**PROBLEM TO SOLVE:** Among the lines below, restate word for word only those from the line with "Query: blue plastic stool" through the line with "of the roof", with both end lines kept.

(Point-per-instance localization data)
****************************************

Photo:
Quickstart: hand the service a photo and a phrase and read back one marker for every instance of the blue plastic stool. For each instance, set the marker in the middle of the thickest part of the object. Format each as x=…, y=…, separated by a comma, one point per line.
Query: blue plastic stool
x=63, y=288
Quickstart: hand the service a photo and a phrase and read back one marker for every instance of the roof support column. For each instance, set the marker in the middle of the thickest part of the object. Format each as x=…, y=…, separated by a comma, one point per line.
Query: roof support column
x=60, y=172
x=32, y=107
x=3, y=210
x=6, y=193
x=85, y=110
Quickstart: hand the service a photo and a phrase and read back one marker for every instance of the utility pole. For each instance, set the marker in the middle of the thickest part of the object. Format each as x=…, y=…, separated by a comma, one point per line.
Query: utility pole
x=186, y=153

****************************************

**RESULT:**
Query: blue plastic stool
x=63, y=288
Quickstart: hand the service a photo and a phrase and read back one marker for every instance of the roof support column. For each instance, set the marker in the middle of the thickest part of the object. Format each as x=…, y=…, separated by a comma, one point per line.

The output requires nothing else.